## PASSAGE EXTRAIT:
Mi-octobre, une quinzaine de donateurs anonymes de Pomerol avaient joué le jeu, offrant 60 000 euros. « Il y a eu d'emblée un élan de générosité. Mais il s'est calmé avec les vendanges, observe Henry Gasparoux, trésorier de l'ODG. Après les vendanges, nous allons envoyer un nouveau courrier remerciant les donateurs et incitant les autres à se manifester. »

Pomerol a-t-il fait des émules ? Pas sûr. « J'approuve cette initiative, mais elle paraît difficile à dupliquer, estime Philippe Hermouet, le président de l'ODG de Fronsac, une appellation voisine de Pomerol. Nos viticulteurs n'ont qu'une demi-récolte après avoir subi la coulure. Ce n'est pas évident de leur demander une contribution solidaire. »

À Saint-Émilion, le syndicat n'a pas abordé le sujet. Les responsables ne sont pas franchement tentés d'engager le débat avec ceux qui préconisent une ligne dure. Pourquoi mettre la main au portefeuille alors que la grêle est un risque assurable ? demandent-ils, voyant que la grande majorité des viticulteurs touchés n'était pas assurée.

## EXERCICES:
- a) Veuillez récrire sous forme de liste le paragraphe de l'extrait sur la collecte de dons à Pomerol qui commence par « Pomerol a-t-il fait des émules ? », en conservant ses faits principaux.
- b) Rédigez la suite de l'extrait sur la collecte de dons à Pomerol à partir de sa dernière phrase.

## DONNÉES:

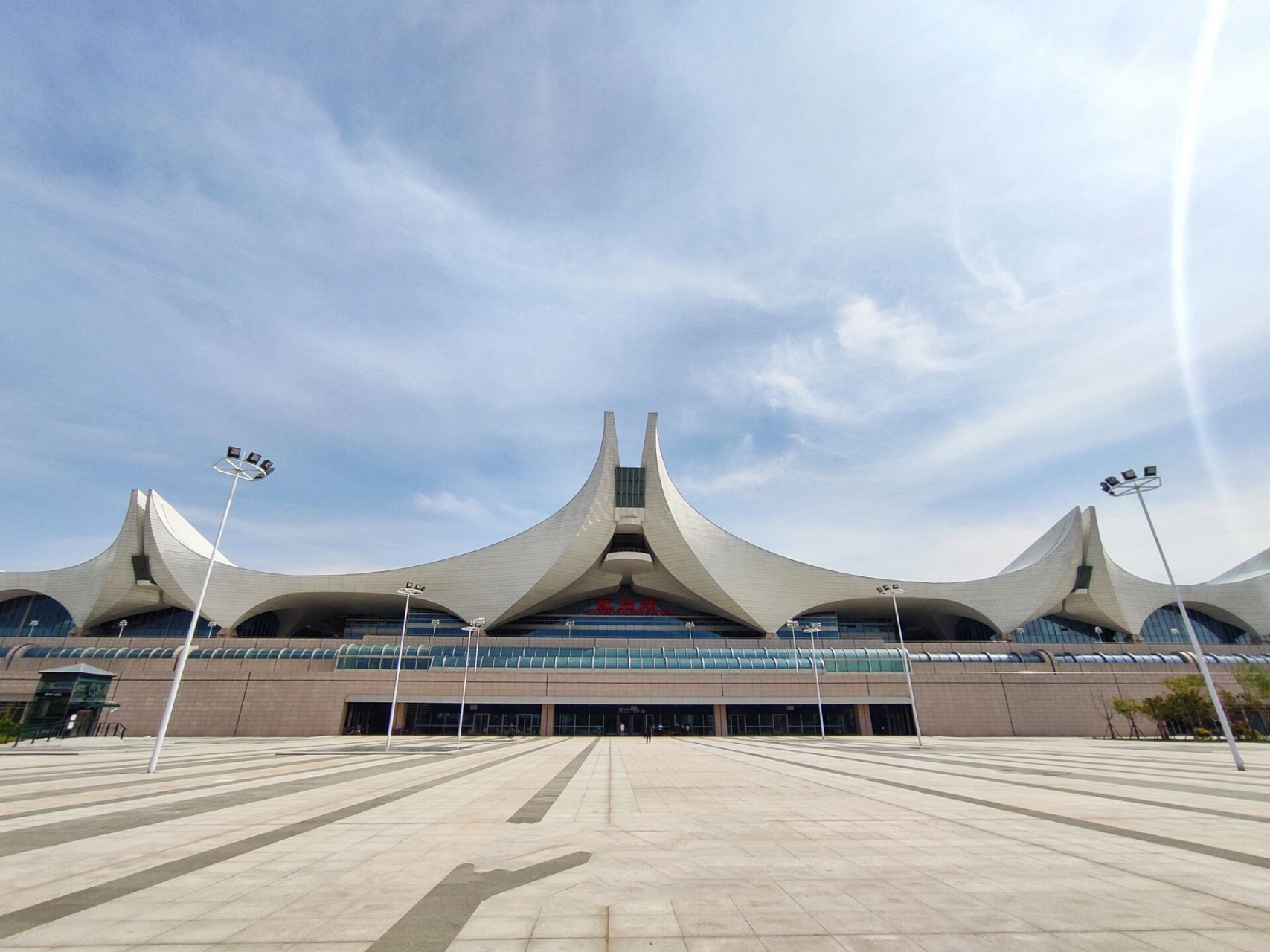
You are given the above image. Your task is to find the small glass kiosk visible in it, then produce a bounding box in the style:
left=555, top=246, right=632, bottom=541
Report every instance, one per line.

## CORRIGÉ:
- a)
- Rien ne garantit que l'initiative de Pomerol sera imitée.
- Philippe Hermouet, président de l'ODG de Fronsac, appellation voisine de Pomerol, approuve l'initiative mais la juge difficile à reproduire.
- Les viticulteurs de Fronsac n'ont qu'une demi-récolte après avoir subi la coulure.
- Selon lui, leur demander une contribution solidaire n'est pas évident.

- b)
À Montagne Saint-Émilion, l'ODG se veut « solidaire » et « bienveillant » à l'égard de ses confrères. Le contexte est particulier. Rappel des faits : l'organisme a été condamné à verser près de 60 000 euros à l'organisme d'inspection et de contrôle Qualityvin au titre de la redevance due pour l'exercice 2010. Sauf que Qualityvin est en liquidation amiable. La somme due par l'ODG risque donc de finir en boni de liquidation, c'est-à-dire en excédent de la structure qui sera partagé après sa liquidation. Or, étant une association, elle ne peut la reverser qu'à une autre association ou à un groupement d'intérêt public, mais pas à ses associés. Montagne Saint-Émilion considère que cette somme devrait aider des viticulteurs touchés par la grêle de cet été. « Nous faisons pression auprès de Qualityvin pour qu'elle soit reversée à l'ODG Côtes de Castillon », assure Bruno Marchand, à la tête de l'ODG Montagne Saint-Émilion.

De son côté, la Fédération des grands vins de Bordeaux – qui réunit tous les syndicats d'AOC de Gironde – tente de mettre sur pieds un fonds de dotation dont elle aurait la gestion. Toute la difficulté est d'obtenir que ce fonds soit classé d'intérêt général afin qu'il bénéficie de la fiscalité très favorable des organismes sans but lucratif. Dans le cas contraire, il supporterait 60 % de taxes sur les dons reçus. « Nous attendons des réponses de la part de l'administration fiscale. Nous ne voulons pas donner de faux espoirs aux victimes de la grêle », avise Yann Le Goaster, directeur de la fédération.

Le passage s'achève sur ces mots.